--- DATA PROVIDED ---
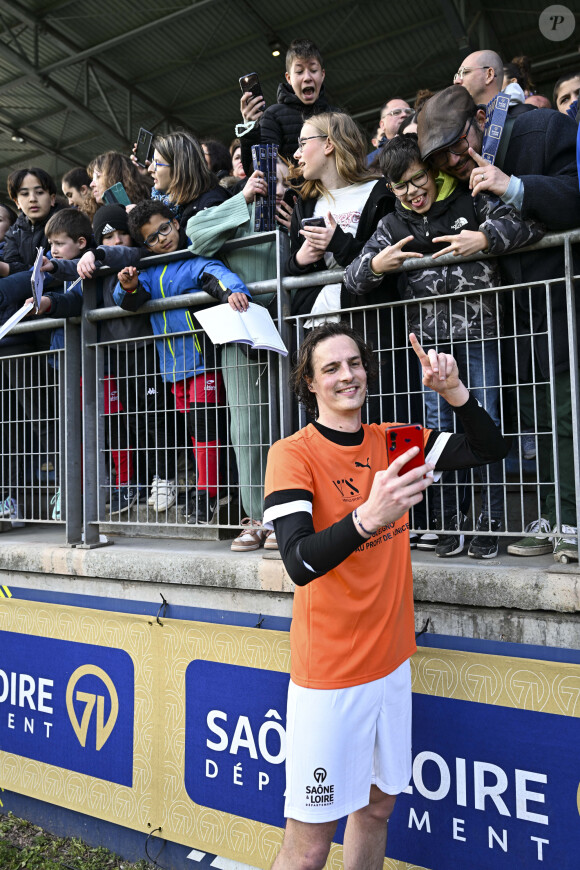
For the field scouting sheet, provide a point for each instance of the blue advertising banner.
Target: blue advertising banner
(67, 704)
(492, 786)
(235, 739)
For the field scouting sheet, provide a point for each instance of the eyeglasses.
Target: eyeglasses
(463, 70)
(396, 112)
(163, 230)
(460, 146)
(419, 179)
(305, 139)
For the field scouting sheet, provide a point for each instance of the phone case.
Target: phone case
(143, 150)
(402, 438)
(116, 195)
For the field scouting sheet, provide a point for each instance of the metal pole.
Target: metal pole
(285, 330)
(70, 421)
(573, 351)
(90, 415)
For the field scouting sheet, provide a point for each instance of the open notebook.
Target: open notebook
(254, 327)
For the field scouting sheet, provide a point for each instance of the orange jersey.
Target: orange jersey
(355, 623)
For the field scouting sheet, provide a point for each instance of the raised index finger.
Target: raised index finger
(481, 161)
(418, 349)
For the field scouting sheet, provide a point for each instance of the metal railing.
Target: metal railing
(130, 452)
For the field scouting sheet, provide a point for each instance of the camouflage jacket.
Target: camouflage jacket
(436, 321)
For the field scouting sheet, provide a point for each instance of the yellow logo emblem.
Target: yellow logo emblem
(104, 729)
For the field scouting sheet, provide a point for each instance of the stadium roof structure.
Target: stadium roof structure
(78, 78)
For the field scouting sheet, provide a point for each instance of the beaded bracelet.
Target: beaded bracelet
(358, 522)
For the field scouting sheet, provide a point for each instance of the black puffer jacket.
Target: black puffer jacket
(344, 247)
(542, 153)
(22, 240)
(214, 196)
(281, 124)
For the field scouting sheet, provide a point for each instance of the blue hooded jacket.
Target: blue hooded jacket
(179, 358)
---
• **YOUR INSTRUCTIONS**: Rewrite all of the lines above, replacing "field scouting sheet" with "match report" wherever it occurs and leaving everything else as it is. Leave the pictures out of your answer.

• **COMPLETE RESPONSE**:
For the match report, provide a point for each instance of the blue advertising banner.
Target: blue advertising banner
(67, 704)
(492, 786)
(235, 739)
For the match report, provide a point for each instance of the eyeglasses.
Target: eyeglasses
(463, 70)
(396, 112)
(163, 230)
(460, 146)
(419, 179)
(305, 139)
For the match report, provide a point for each instance of the phone case.
Target: phone case
(143, 150)
(402, 438)
(116, 195)
For the match report, provide a point for each instance of the metal pole.
Target: metal pole
(285, 330)
(70, 421)
(573, 351)
(90, 415)
For the match report, provide a point for each instance of the open notebook.
Target: open notebook
(254, 327)
For the match report, provide a point for each instance of the orange jersey.
Target: orange jersey
(355, 623)
For the match report, provide a point for each instance of the raised index finger.
Target: raised index finger
(481, 161)
(418, 349)
For the match report, provide a point for each instance of the metal railing.
Target: metal railing
(130, 452)
For the match report, provide a point for each instance of the camouflage jacket.
Target: camouflage jacket
(436, 321)
For the match report, provide a point for each instance of the yellow logo emblem.
Target: yellow logo emblem
(104, 729)
For the match report, provide a point for each instance of the stadium roof structure.
Target: stadium roof structure
(78, 78)
For the match report, provide a point for each instance of the beaded bracelet.
Target: beaded bracelet
(358, 522)
For the match report, provide a point for each instance of the black puffer jacket.
Target: black puffer jacket
(344, 247)
(542, 153)
(22, 240)
(214, 196)
(281, 124)
For the match report, provide a point for each instance of the blue hooded jacket.
Target: blue hooded jacket
(179, 358)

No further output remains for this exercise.